The Honda factory responded by producing four works-racer CR750s, a racing version of the production CB750, ridden by UK-based Ralph Bryans, Tommy Robb and Bill Smith under the supervision of Mr Nakamura, and a fourth machine under Hansen ridden by Dick Mann. The three Japanese-prepared machines all failed during the race with Mann just holding on to win by a few seconds with a failing engine.

Hansen's race team's historic victory at the March 1970 Daytona 200 with Dick Mann riding a tall-geared CR750 to victory preceded the June 1970 Isle of Man TT races when two 'official' Honda CB750s were entered, again ridden by Irishman Tommy Robb partnered in the team by experienced English racer John Cooper. The machines were entered into the 750 cc Production Class, a category for road-based machines allowing a limited number of strictly-controlled modifications. They finished in eighth and ninth places. Cooper was interviewed in UK monthly magazine Motorcycle Mechanics, stating both riders were unhappy with their poor-handling Hondas, and that he would not ride in the next year's race "unless the bikes have been greatly improved".

In 1973, Japanese rider Morio Sumiya finished in sixth place in the Daytona 200-Mile race on a factory 750.

(Data records)
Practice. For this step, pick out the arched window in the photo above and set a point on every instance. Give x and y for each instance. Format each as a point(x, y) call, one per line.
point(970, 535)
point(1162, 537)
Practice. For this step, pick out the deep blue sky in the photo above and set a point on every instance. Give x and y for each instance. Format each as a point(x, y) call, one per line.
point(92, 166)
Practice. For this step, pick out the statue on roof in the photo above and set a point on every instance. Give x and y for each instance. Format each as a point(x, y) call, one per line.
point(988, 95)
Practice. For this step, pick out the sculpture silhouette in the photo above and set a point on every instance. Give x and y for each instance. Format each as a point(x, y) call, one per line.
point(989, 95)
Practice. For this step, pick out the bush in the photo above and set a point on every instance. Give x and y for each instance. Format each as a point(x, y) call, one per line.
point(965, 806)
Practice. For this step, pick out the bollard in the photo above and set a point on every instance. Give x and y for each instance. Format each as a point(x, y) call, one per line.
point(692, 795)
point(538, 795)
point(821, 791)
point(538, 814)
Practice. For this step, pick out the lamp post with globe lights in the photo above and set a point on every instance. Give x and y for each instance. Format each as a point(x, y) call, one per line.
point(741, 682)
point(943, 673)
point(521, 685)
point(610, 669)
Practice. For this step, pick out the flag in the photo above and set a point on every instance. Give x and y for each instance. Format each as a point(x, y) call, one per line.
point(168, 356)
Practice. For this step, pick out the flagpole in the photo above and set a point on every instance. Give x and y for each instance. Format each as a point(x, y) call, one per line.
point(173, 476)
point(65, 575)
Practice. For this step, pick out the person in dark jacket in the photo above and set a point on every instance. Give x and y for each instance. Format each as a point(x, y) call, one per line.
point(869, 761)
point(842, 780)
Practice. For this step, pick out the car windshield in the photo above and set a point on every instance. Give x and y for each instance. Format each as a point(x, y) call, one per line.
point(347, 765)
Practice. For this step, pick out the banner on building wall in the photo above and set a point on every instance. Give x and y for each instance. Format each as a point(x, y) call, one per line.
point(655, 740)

§ **Tasks**
[1] Copy the Honda racing text, beginning at the words "The Honda factory" and stopping after "a failing engine.", with "machines" replaced by "motorcycles" throughout.
[2] Write the next part of the text about Honda's CB750 racing history.

§ **Per-task outputs**
[1]
The Honda factory responded by producing four works-racer CR750s, a racing version of the production CB750, ridden by UK-based Ralph Bryans, Tommy Robb and Bill Smith under the supervision of Mr Nakamura, and a fourth machine under Hansen ridden by Dick Mann. The three Japanese-prepared motorcycles all failed during the race with Mann just holding on to win by a few seconds with a failing engine.

[2]
== Production and reception ==

Under development for a year, the CB750 had a transverse straight-four engine with a single overhead camshaft (SOHC) and a front disc brake, neither of which had previously been available on an affordable mainstream production motorcycle. This spec, married with the introductory price of US$ (US$ in current money), gave the CB750 a considerable sporting-performance advantage over its competition, particularly its British rivals.

Cycle magazine called the CB750, "the most sophisticated production bike ever" at the time of the bike's introduction. Cycle World called it a masterpiece, highlighting Honda's painstaking durability testing, the bike's 124 mph top speed, the fade-free braking, the comfortable ride, and the excellent instrumentation.

The CB750 was the first modern four-cylinder machine from a mainstream manufacturer, and the term superbike was coined to describe it. Adding to the bike's value were its electric starter, kill switch, dual mirrors, flashing turn signals, easily maintained valves, and overall smoothness and low vibration both under way and at a standstill. Much later models from 1991 included maintenance-free hydraulic valves.

Unsure of the bike's reception and therefore unable to accurately gauge demand for the new bike, Honda limited its initial investment in the production dies for the CB750's engine by using a technique called permanent mould casting (often erroneously referred to as sandcasting), rather than diecasting. After the initial run of 7,414 motorcycles Honda switched to die casting, with the initial run of bikes going on to be prized by collectors. The bike remained in the Honda line up for ten years, with a production total over 400,000.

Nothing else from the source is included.